### OBJECTIVE
Return, exactly, the line that contains "tree bark texture." together with all lines after it to the end of the entries, and no further lines.

### DATA FOR THIS TASK
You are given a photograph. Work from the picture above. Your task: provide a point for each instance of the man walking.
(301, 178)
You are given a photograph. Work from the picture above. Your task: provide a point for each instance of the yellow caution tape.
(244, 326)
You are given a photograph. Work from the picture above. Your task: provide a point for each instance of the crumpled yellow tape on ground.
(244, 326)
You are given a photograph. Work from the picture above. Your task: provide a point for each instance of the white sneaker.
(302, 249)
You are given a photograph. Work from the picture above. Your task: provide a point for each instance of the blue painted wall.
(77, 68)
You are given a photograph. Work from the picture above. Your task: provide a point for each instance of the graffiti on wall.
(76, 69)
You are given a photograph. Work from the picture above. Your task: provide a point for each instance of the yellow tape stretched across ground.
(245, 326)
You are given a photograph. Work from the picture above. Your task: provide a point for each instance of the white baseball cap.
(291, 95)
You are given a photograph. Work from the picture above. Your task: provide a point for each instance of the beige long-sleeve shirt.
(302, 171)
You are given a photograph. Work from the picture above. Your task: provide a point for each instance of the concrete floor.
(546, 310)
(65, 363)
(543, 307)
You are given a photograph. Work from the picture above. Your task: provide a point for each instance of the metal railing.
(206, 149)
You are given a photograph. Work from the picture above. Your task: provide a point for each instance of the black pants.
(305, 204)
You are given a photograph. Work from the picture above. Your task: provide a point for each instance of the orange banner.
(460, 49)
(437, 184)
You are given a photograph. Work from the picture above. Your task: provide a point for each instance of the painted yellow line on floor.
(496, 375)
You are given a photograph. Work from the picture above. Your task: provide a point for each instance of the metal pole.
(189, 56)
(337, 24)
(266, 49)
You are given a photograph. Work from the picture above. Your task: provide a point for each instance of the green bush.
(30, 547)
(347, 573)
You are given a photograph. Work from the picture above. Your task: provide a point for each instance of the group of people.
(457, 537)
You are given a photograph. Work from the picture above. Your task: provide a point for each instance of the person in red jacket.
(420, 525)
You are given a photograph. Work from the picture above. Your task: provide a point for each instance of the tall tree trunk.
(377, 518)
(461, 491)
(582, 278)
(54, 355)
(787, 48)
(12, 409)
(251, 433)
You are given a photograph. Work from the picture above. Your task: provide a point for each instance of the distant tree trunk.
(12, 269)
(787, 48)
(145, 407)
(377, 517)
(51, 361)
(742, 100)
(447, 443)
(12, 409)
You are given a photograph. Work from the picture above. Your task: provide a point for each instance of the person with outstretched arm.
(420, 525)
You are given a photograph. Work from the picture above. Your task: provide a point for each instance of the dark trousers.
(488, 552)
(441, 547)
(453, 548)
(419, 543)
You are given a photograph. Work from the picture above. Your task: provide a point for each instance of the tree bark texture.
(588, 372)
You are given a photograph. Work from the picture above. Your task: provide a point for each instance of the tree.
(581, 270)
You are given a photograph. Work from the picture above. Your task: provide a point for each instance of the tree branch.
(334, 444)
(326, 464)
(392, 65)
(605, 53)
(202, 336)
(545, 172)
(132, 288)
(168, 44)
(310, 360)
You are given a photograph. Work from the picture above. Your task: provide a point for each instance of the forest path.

### RESULT FOR THIS EXERCISE
You are given a photograph. Work from the picture above. Your task: provide a point for each instance of the tree bark texture.
(588, 372)
You are given a photograph. Work from the picture above. Your task: provide a point for each instance of the tree.
(581, 270)
You are given a photograph. Work from the picture above. Your task: provide a point for each instance of the tree branch.
(334, 444)
(326, 464)
(392, 65)
(605, 53)
(202, 336)
(545, 172)
(132, 288)
(168, 44)
(310, 360)
You are given a photograph. Work from the picture above. Your task: provide a point for each instance of the forest path.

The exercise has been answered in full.